> _Records shown_
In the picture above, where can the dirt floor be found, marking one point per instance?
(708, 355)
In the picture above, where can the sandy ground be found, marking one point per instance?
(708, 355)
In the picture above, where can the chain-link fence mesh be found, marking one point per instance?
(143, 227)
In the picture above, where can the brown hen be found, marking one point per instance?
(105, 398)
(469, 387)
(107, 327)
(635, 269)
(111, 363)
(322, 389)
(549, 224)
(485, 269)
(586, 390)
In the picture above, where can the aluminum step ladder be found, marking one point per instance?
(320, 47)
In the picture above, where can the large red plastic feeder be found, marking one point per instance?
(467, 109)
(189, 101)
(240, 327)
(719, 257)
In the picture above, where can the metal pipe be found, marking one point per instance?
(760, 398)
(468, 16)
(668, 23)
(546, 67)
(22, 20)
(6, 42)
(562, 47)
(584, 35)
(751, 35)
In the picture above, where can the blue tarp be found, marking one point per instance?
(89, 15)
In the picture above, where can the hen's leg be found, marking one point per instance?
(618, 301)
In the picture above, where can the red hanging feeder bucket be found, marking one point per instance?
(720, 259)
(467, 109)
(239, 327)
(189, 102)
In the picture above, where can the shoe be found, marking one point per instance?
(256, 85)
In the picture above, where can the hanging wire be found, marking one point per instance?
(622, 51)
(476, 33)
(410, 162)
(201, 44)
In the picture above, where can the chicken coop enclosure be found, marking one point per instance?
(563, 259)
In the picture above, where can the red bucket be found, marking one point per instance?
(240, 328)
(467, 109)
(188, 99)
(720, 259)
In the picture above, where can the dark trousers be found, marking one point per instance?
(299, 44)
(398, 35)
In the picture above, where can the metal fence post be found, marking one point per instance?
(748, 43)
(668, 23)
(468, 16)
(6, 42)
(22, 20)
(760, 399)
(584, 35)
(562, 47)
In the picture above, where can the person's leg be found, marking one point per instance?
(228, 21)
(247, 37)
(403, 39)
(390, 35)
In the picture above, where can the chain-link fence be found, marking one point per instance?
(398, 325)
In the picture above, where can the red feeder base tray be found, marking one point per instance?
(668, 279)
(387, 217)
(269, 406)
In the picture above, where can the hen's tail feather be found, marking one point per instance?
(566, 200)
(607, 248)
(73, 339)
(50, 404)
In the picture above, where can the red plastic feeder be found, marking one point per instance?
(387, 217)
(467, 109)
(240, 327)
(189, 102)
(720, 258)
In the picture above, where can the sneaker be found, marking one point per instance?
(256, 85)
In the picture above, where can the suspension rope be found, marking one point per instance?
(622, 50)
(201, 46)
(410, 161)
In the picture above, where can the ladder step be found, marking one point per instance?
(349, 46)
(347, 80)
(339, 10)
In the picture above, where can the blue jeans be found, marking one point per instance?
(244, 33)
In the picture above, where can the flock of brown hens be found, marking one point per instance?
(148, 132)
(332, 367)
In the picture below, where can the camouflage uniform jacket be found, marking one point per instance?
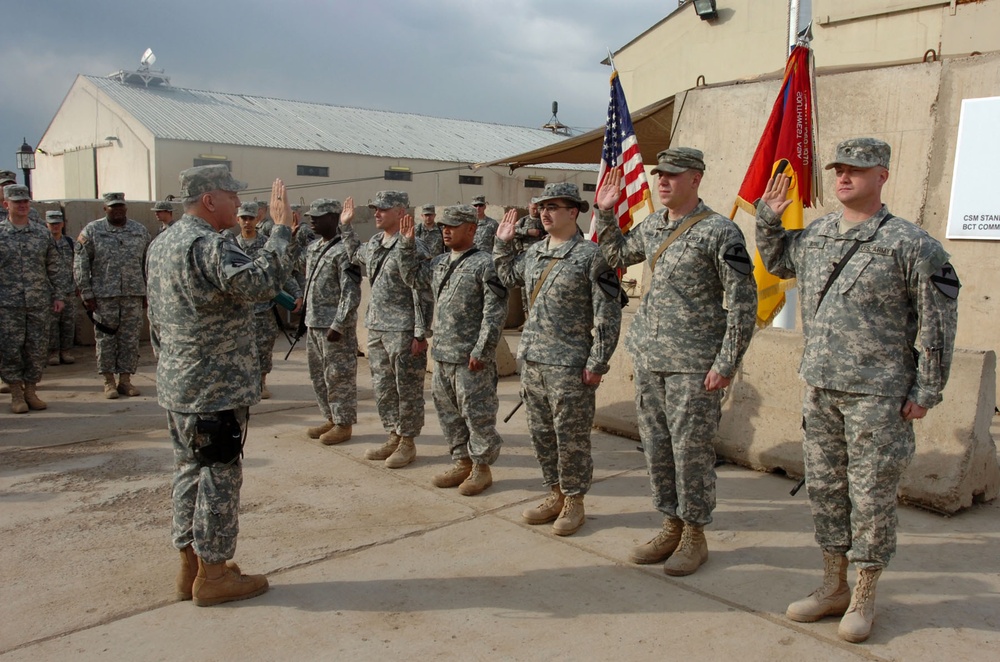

> _What is expected_
Write out the data once more exactly, omitting the pictures.

> _Answer area_
In the picture above, where can the dirt floor be found, marking one point per instance?
(708, 355)
In the picture above, where can the sandy ground be found, marking one point per instance?
(708, 355)
In the picture above, where can the chain-link fence mesh be found, marking one point per instance?
(143, 227)
In the picture above, where can the brown hen be found, marking one point per instance?
(105, 398)
(469, 387)
(107, 327)
(635, 269)
(111, 363)
(322, 389)
(549, 224)
(485, 269)
(586, 390)
In the picture above, where can the aluminum step ladder be found, marking one point per instance?
(320, 47)
In the picture above, where can the large red plastic feeder be found, marking one point per instance?
(467, 109)
(189, 101)
(240, 327)
(719, 257)
In the picture above, where can the metal pipe be found, marking one point per instance?
(760, 398)
(468, 16)
(668, 23)
(546, 67)
(22, 20)
(6, 42)
(562, 47)
(584, 35)
(751, 35)
In the picture above, where can the blue tarp be found, marking one point per instance?
(89, 15)
In the picture above, where can the hen's leg be found, marking one point per instance?
(618, 301)
In the picture above, where can the red hanging feeder bucket be found, marking one point per instance?
(720, 259)
(467, 109)
(239, 327)
(189, 102)
In the picture above, where can the shoe be found, marking one point per instance?
(256, 85)
In the picture above, where can the hanging wire be found, marking one point per instance?
(622, 51)
(476, 33)
(410, 162)
(201, 44)
In the picture above, where can the chicken coop enclosure be found, marking one point per instance?
(563, 259)
In the picture above, where can the red bucket be found, marking one point per instance?
(240, 328)
(467, 109)
(188, 99)
(720, 259)
In the picture above, where can the dark trousers be found, marking one point per instance?
(299, 44)
(398, 35)
In the picture above, where can the metal fence post be found, marking one point per instance?
(748, 43)
(668, 23)
(468, 16)
(6, 42)
(22, 20)
(760, 399)
(584, 35)
(562, 47)
In the picture above, where can the person's leg be found, marking one point per instance?
(228, 21)
(247, 37)
(403, 39)
(390, 35)
In the picture above, where can the chain-link fence be found, marking one point per instance?
(398, 325)
In the picture above, where can the red feeder base tray be found, marking one point per instance?
(668, 279)
(387, 217)
(269, 406)
In the picture above, where can the hen's tail feather be found, marking one point per instance?
(566, 200)
(607, 248)
(73, 339)
(50, 404)
In the picture above, where can the red plastic feeder be found, marking one point per instance?
(387, 217)
(467, 109)
(240, 327)
(189, 102)
(720, 258)
In the picture above, where can the sneaker be found, marking one point per instance?
(256, 85)
In the picture above, where can the suspension rope be found, marking one point per instance?
(622, 50)
(201, 46)
(410, 161)
In the picture above, where can the ladder step be found, marking one point per instance?
(349, 46)
(347, 80)
(339, 10)
In the picture above, where can the blue jeans be found, marking one point per instance?
(244, 33)
In the picture above, where can the flock of brown hens be found, marking one point per instance?
(148, 132)
(332, 367)
In the picture below, where can the camouflage uniform jacket be found, marking one point per instance?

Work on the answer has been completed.